* _WHAT IS REQUIRED_
Return every line of the records below word for word, but leave the pictures out.
#### ITEMS
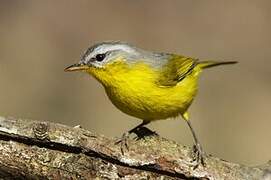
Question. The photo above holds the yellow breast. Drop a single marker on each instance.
(135, 91)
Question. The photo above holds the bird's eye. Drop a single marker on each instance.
(100, 57)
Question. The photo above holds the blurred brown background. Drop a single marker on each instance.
(231, 114)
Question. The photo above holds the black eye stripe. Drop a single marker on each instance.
(100, 57)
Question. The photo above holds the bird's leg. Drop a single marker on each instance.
(123, 140)
(198, 148)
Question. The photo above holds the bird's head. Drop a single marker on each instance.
(100, 55)
(109, 60)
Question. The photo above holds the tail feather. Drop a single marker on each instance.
(208, 64)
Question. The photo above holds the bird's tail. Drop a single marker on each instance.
(208, 64)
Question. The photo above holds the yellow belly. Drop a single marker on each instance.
(138, 95)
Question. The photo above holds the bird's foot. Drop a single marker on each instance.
(199, 155)
(123, 142)
(143, 132)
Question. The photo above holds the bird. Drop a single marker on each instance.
(144, 84)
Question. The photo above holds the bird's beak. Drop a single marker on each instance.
(76, 67)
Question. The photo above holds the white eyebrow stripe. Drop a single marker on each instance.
(106, 48)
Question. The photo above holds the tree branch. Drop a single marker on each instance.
(44, 150)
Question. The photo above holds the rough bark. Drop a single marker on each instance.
(43, 150)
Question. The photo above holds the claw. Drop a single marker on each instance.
(123, 142)
(198, 156)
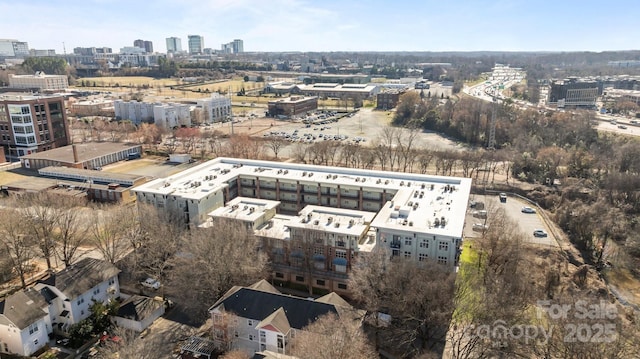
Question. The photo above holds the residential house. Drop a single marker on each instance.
(24, 324)
(70, 292)
(259, 318)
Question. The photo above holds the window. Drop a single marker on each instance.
(33, 328)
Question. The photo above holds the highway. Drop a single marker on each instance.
(489, 89)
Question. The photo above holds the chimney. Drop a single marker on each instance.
(75, 153)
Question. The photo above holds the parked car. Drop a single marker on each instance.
(479, 214)
(480, 227)
(540, 233)
(150, 283)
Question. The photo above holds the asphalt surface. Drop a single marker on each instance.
(528, 222)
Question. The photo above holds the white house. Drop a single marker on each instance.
(259, 318)
(70, 292)
(24, 324)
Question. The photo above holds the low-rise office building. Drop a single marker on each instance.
(292, 106)
(91, 155)
(32, 123)
(336, 90)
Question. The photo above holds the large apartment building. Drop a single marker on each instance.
(196, 44)
(169, 115)
(39, 81)
(314, 220)
(30, 124)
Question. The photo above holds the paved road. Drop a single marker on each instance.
(512, 208)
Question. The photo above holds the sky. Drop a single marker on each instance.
(328, 25)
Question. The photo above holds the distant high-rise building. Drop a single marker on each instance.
(238, 46)
(148, 46)
(174, 44)
(88, 51)
(196, 44)
(13, 48)
(144, 44)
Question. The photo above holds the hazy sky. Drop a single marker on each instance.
(329, 25)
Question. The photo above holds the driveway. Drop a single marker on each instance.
(528, 222)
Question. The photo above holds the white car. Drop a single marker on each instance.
(150, 283)
(480, 227)
(541, 233)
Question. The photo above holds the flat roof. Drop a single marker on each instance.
(24, 96)
(84, 175)
(245, 209)
(448, 198)
(86, 151)
(333, 220)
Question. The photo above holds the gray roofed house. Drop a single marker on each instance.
(22, 308)
(70, 293)
(258, 318)
(24, 323)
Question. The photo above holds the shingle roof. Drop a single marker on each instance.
(23, 308)
(278, 320)
(82, 276)
(258, 305)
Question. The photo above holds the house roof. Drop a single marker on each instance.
(80, 277)
(22, 308)
(277, 320)
(264, 286)
(258, 305)
(138, 307)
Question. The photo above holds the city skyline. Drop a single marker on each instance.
(301, 25)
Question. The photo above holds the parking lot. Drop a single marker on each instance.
(528, 222)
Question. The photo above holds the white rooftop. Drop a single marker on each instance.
(415, 206)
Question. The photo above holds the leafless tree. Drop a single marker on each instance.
(333, 337)
(17, 244)
(72, 229)
(106, 233)
(41, 219)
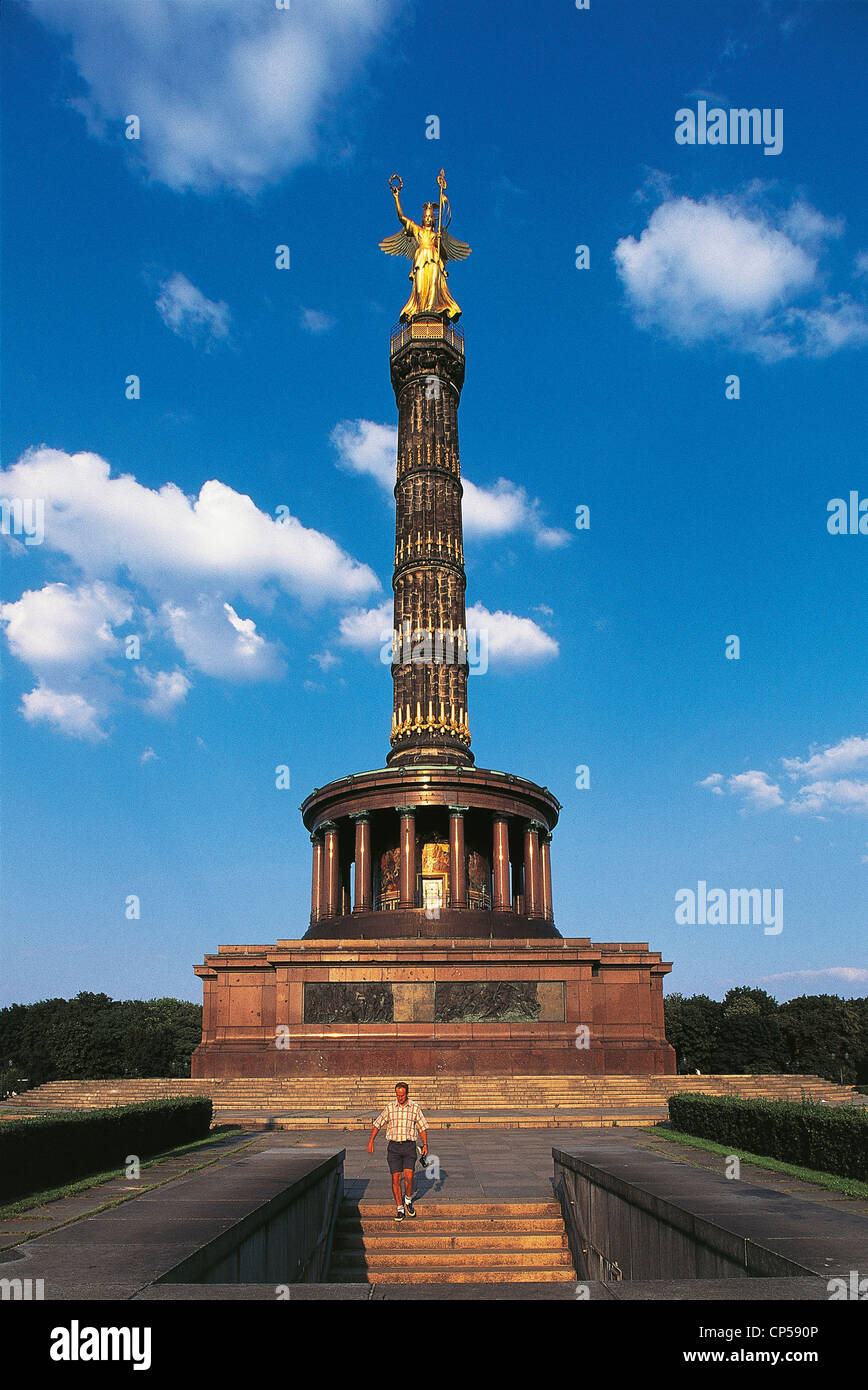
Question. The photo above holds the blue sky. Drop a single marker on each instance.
(238, 517)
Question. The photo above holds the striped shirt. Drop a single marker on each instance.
(402, 1121)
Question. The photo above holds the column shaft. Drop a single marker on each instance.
(316, 880)
(458, 863)
(406, 876)
(363, 866)
(532, 873)
(545, 876)
(331, 870)
(500, 863)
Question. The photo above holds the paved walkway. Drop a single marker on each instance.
(516, 1165)
(495, 1166)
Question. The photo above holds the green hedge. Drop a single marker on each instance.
(52, 1150)
(831, 1139)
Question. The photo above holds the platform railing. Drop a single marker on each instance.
(427, 330)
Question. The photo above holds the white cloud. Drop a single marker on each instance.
(365, 446)
(818, 797)
(189, 314)
(68, 713)
(316, 321)
(721, 268)
(59, 627)
(839, 758)
(808, 225)
(185, 562)
(502, 509)
(826, 790)
(164, 538)
(757, 790)
(363, 628)
(167, 690)
(326, 659)
(230, 93)
(850, 973)
(505, 508)
(219, 642)
(512, 640)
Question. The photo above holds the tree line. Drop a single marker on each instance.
(818, 1034)
(96, 1037)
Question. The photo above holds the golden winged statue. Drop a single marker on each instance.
(429, 246)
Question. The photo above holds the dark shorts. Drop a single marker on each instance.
(401, 1157)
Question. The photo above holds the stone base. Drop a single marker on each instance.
(433, 1007)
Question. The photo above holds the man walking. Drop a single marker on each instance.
(402, 1119)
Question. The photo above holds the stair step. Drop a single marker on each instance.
(348, 1229)
(459, 1276)
(462, 1260)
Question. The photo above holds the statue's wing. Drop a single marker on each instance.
(451, 248)
(399, 245)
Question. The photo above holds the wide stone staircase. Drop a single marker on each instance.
(448, 1101)
(452, 1243)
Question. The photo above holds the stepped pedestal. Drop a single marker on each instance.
(462, 1005)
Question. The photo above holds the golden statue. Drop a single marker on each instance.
########
* _RESPONSE FOR THIS EXERCISE_
Question. The photo above holds the yellow breast. Drop a single marker on each instance.
(135, 91)
Question. The photo above holds the bird's eye. Drop a single marker on each instance.
(100, 57)
Question. The photo above holds the blurred brown background. Drop a single marker on each instance.
(231, 114)
Question. The photo above holds the black eye stripe. Drop a single marker on each instance.
(100, 57)
Question. The photo above holds the bird's leg. Drop a single marker on each instance.
(123, 140)
(198, 148)
Question. The photo above holds the bird's head. Drop a single marker on each instance.
(100, 55)
(109, 60)
Question. The photo above holds the tail feather. Drop a single marker on each instance.
(208, 64)
Question. The photo above holds the bird's tail. Drop a single marker on each instance.
(208, 64)
Question. The photo above holds the yellow belly. Drop a single marker on each instance.
(138, 95)
Question. The photo above holds the bird's foot. Drop a single marker on each instance.
(199, 155)
(123, 142)
(143, 132)
Question. The photo above holds the bird. Drop a single marker on each instance.
(144, 84)
Question. The photo above holds the bird's beak. Drop a single marker on each instance.
(76, 67)
Question. The photo above holds the white eyebrow stripe. Drop a single marker on each instance.
(106, 48)
Question. The photo above holds the tree branch. Drop a single marker on each instance.
(44, 150)
Question. The photo above holds the rough bark. Drop a single marker on each instance.
(43, 150)
Question. The photo above holds the claw. Drop a single marker on each instance.
(123, 142)
(198, 156)
Question. The photo above holds the residential house. Drop a single marker on each instance.
(24, 324)
(70, 292)
(259, 318)
Question. The photo above holds the window. Drop a single marker on each instance.
(33, 328)
Question. The photo above holds the highway. Drop a single marker on each instance.
(489, 89)
Question. The photo above holds the chimney. Drop a single marker on each instance.
(75, 153)
Question. The photo above holds the parked car. Drop a single marker on each instance.
(479, 214)
(480, 227)
(540, 233)
(150, 283)
Question. The photo above holds the asphalt surface. Drop a single marker on each instance.
(528, 222)
Question. The photo above holds the white house. Drop a single marker on each instance.
(259, 318)
(70, 292)
(24, 324)
Question. The photo above holds the low-rise office building. Drop a single marker on each instance.
(292, 106)
(91, 155)
(32, 123)
(336, 90)
Question. The photo above holds the large apartment building. Drop a single marker on each instance.
(196, 44)
(169, 115)
(39, 81)
(314, 220)
(30, 124)
Question. The photo above holds the paved road. Drop a single marker on each instance.
(512, 208)
Question. The photo above holds the sky. Drop a single marker on each instance.
(328, 25)
Question. The photo above holds the distant high-rise building. Drop a single marker on each instance.
(238, 46)
(148, 46)
(174, 44)
(88, 51)
(196, 44)
(13, 48)
(144, 44)
Question. The photo above holds the hazy sky. Drop a single marker on each instance.
(329, 25)
Question. The photo above holds the driveway. Drop a single marker on each instance.
(528, 222)
Question. The photo above holds the white car. Drop a single marker on each instance.
(150, 283)
(480, 227)
(541, 233)
Question. The photo above holds the flat roof. Drop a single marker on each instance.
(24, 96)
(84, 175)
(245, 209)
(448, 198)
(86, 151)
(333, 220)
Question. The photo above holds the gray roofed house. Drop a single marker on each instance.
(22, 308)
(70, 293)
(258, 318)
(24, 323)
Question. The photo above holds the shingle roof. Drop a single marker on each instance.
(23, 308)
(278, 320)
(82, 276)
(258, 305)
Question. The photo above holds the house roof. Drop a single marker on each instance.
(80, 277)
(22, 308)
(277, 320)
(264, 286)
(258, 305)
(138, 307)
Question. The photo above holds the city skyline. Drop a single marker on each instance.
(301, 25)
Question. The photo above holds the parking lot. Drop a single marker on each instance.
(528, 222)
Question. The photo above holds the white rooftop. Drop a single marker on each instance.
(415, 206)
Question. The photo above holds the leafless tree. Drop a single marker on each instance.
(333, 337)
(17, 244)
(72, 229)
(106, 233)
(41, 219)
Question. The photo above holds the blue sky. Drop a single marker on each instance.
(238, 517)
Question. The photo above holds the striped shirt. Drop a single marker on each instance.
(402, 1121)
Question. The photo above holds the column shaft. Drop a single marker on each instance.
(316, 880)
(458, 863)
(406, 876)
(363, 866)
(532, 873)
(545, 876)
(331, 870)
(500, 863)
Question. The photo above holds the paved walkway. Drop a single marker on each instance.
(516, 1165)
(495, 1166)
Question. The photo above holds the green hedge. Drop a single marker on each instance.
(52, 1150)
(831, 1139)
Question. The photo above holds the platform railing. Drop a single marker on each instance.
(427, 330)
Question. The photo above holds the white cloud. Drop a single marker on each instance.
(365, 446)
(818, 797)
(189, 314)
(68, 713)
(316, 321)
(721, 268)
(59, 627)
(839, 758)
(808, 225)
(185, 562)
(502, 509)
(826, 790)
(164, 538)
(757, 790)
(363, 628)
(167, 690)
(326, 659)
(230, 93)
(850, 973)
(505, 508)
(219, 642)
(512, 640)
Question. The photo above holds the tree line. Drop a single marker on each instance.
(818, 1034)
(96, 1037)
Question. The photo above holds the golden winged statue. Drop a single marker on each instance.
(429, 246)
Question. The photo above holds the dark shorts. Drop a single marker on each instance.
(401, 1157)
Question. The photo above holds the stone base. Drop a single marker on each instance.
(433, 1007)
Question. The photo above holds the man walking. Drop a single marker on each instance.
(402, 1119)
Question. The photo above holds the stair step. Drop a single marker on each instance.
(348, 1229)
(459, 1276)
(462, 1260)
Question. The photo above holds the statue's wing. Drop a single marker on each instance.
(451, 248)
(399, 245)
Question. The photo above holds the wide stone staircase. Drop a single marker on each instance.
(448, 1101)
(452, 1243)
Question. The photo above holds the stepped pedestal. Drop a single marker on each instance.
(462, 1005)
Question. The photo above holds the golden statue. Drop a single marker on each instance.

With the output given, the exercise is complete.